EXCERTO DO DOCUMENTO:
Com efeito, o EPE também se caracteriza pela sua capacidade de adaptação às condições da oferta e à cultura educativa e às práticas administrativas de cada país e, não menos importante, à grande dispersão das nossas comunidades pelos países de acolhimento.
A verdade é que houve uma mudança de paradigma na perceção da importância da língua portuguesa, que começou a distanciar-se a partir do início deste século da sua condição de língua de emigração e a fazer o seu caminho como língua global, a quarta mais falada no mundo como língua materna, a mais falada no hemisfério sul e com grande margem de progressão, particularmente devido ao crescimento demográfico em África.
Com a vantagem de poder contar com a intervenção da rede diplomática e consular nacional para prosseguir os seus objetivos, o EPE adapta-se ao sistema de ensino de cada país, afirmando a língua portuguesa como língua de projeção internacional,
Em 2007 surgiu o primeiro estudo que fundamenta o valor económico da língua portuguesa, permitiu a valoriza como língua de trabalho, de comércio, de cultura e de ciência. Um ano antes, em 2006, foi feita a alteração legislativa ambiciosa que consubstancia esta mudança de paradigma com a aprovação do Decreto-Lei nº 165, sublinhando não apenas a centralidade do EPE, mas também o objetivo de fomentar a difusão internacional da língua portuguesa.
Refere o diploma que existia então “a perceção generalizada de que é necessário desenvolver uma política mais ambiciosa para a Língua portuguesa, baseada num esforço persistente de promoção do seu ensino e do seu estudo à escala mundial, dado o seu estatuto de língua de comunicação internacional”.
Para que estes objetivos ambiciosos fossem alcançados, o Governo de então procurou desenvolver os meios para valorizar e qualificar o ensino e a aprendizagem da língua portuguesa no estrangeiro, adotando as melhores práticas internacionais do ensino das línguas, designadamente as que seguem o Quadro Europeu Comum de Referência para as Línguas: Aprendizagem, ensino, avaliação (QECR), de 2001, elaborado pelo Conselho da Europa, QuarEPE, de 2011, desenvolvido a partir do QECRL, e o Referencial Camões, Instituto da Cooperação e da Língua, I.P. (Camões, I.P.), desenvolvido a partir dos outros dois referenciais aludidos e com abordagens no domínio da língua de herança.

INSTRUÇÕES:
(1) Responda a estas perguntas com base no excerto sobre o ensino do português no estrangeiro:
(a) Em que ano surgiu o primeiro estudo que fundamenta o valor económico da língua portuguesa?
(b) Qual é o número do Decreto-Lei aprovado em 2006?
(c) Que entidade elaborou o Quadro Europeu Comum de Referência para as Línguas?
(2) Imprima o trecho do excerto sobre o ensino do português no estrangeiro desde "Para que estes" até "língua de herança.", inclusive.

DADOS ARMAZENADOS:
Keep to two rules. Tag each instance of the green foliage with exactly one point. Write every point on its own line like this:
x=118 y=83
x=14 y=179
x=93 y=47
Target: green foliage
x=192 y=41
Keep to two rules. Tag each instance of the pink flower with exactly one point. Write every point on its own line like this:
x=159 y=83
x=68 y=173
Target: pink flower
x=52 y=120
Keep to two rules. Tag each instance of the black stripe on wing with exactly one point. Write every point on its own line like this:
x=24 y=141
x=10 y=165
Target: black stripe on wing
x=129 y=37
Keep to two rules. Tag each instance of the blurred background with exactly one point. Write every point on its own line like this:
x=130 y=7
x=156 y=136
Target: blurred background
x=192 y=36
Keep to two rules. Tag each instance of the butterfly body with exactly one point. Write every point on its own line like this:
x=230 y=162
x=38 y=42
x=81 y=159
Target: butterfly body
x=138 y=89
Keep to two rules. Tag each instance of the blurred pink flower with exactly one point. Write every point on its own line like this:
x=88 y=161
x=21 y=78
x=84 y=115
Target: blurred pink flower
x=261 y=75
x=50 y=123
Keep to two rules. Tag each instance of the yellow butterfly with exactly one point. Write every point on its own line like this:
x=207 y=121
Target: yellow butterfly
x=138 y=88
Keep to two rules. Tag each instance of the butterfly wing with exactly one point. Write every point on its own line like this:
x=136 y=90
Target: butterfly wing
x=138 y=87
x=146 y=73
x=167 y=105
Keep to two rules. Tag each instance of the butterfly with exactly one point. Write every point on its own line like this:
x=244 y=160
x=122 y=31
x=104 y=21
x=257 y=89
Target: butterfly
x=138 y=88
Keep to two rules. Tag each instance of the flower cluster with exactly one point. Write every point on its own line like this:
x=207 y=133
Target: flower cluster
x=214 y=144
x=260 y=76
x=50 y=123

RESPOSTAS:
(1)
(a) Em 2007.
(b) 165.
(c) O Conselho da Europa.

(2)
Para que estes objetivos ambiciosos fossem alcançados, o Governo de então procurou desenvolver os meios para valorizar e qualificar o ensino e a aprendizagem da língua portuguesa no estrangeiro, adotando as melhores práticas internacionais do ensino das línguas, designadamente as que seguem o Quadro Europeu Comum de Referência para as Línguas: Aprendizagem, ensino, avaliação (QECR), de 2001, elaborado pelo Conselho da Europa, QuarEPE, de 2011, desenvolvido a partir do QECRL, e o Referencial Camões, Instituto da Cooperação e da Língua, I.P. (Camões, I.P.), desenvolvido a partir dos outros dois referenciais aludidos e com abordagens no domínio da língua de herança.